── TEXT EXCERPT ──
# Rockets' GM Daryl Morey Compares His Job to that of a Gynecologist



## Basel (Mar 31, 2005)

__ https://twitter.com/i/web/status/555489878381559810
:laugh:


----------



## Floods (Oct 25, 2005)

Then Kathy Bates walks in your office.


----------



## R-Star (Jun 13, 2002)

Floods said:


> Then Kathy Bates walks in your office.


I think in the Rockets case it would be like if a prime Pamella Anderson walked in, you get your tools and get ready to go to work, and right in the middle of doing your job she says "Oh yea, I forgot to mention. I have Hep C."


That's Dwight Howard. He's a hot chick with VD.


----------



## Bogg (May 4, 2009)

I mean, when you spend all day looking at Dwight Howard, it's a reasonable mistake to make.


----------



## Marcus13 (Jul 17, 2002)

Love it. The Rockets are so dislikeable and yet Morey is so likeable - weird combo


----------



## RollWithEm (Jul 16, 2002)

Marcus13 said:


> Love it. The Rockets are so dislikeable and yet Morey is so likeable - weird combo


I just can't see myself ever not liking a team coached by Kevin McHale.


----------
───
── GIVEN DATA ──
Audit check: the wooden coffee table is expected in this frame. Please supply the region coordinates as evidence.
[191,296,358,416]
───
**TASKS TO COMPLETE**
1. In the forum thread about Daryl Morey, who coaches the team the final poster says they could never dislike?
2. Reproduce the forum thread about Morey between "I think in the" and "(May 4, 2009)", inclusive, substituting "Howard" for "Dwight Howard".

**RESPONSES FOR EACH TASK**
1. Kevin McHale

2.
I think in the Rockets case it would be like if a prime Pamella Anderson walked in, you get your tools and get ready to go to work, and right in the middle of doing your job she says "Oh yea, I forgot to mention. I have Hep C."


That's Howard. He's a hot chick with VD.


----------



## Bogg (May 4, 2009)